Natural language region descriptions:
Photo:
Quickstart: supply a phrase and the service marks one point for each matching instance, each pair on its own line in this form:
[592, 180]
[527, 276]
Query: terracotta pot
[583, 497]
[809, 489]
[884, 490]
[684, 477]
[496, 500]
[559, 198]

TASK DIRECTIONS:
The line containing "Quickstart: supply a" marks where to begin; the last line of the records marks where to stop. Copy both and all between, exactly.

TASK RESPONSE:
Quickstart: supply a phrase and the service marks one point for each matching instance, each pair on its own line in this form:
[592, 180]
[527, 276]
Query: terracotta pot
[583, 497]
[809, 489]
[884, 490]
[684, 477]
[496, 500]
[559, 198]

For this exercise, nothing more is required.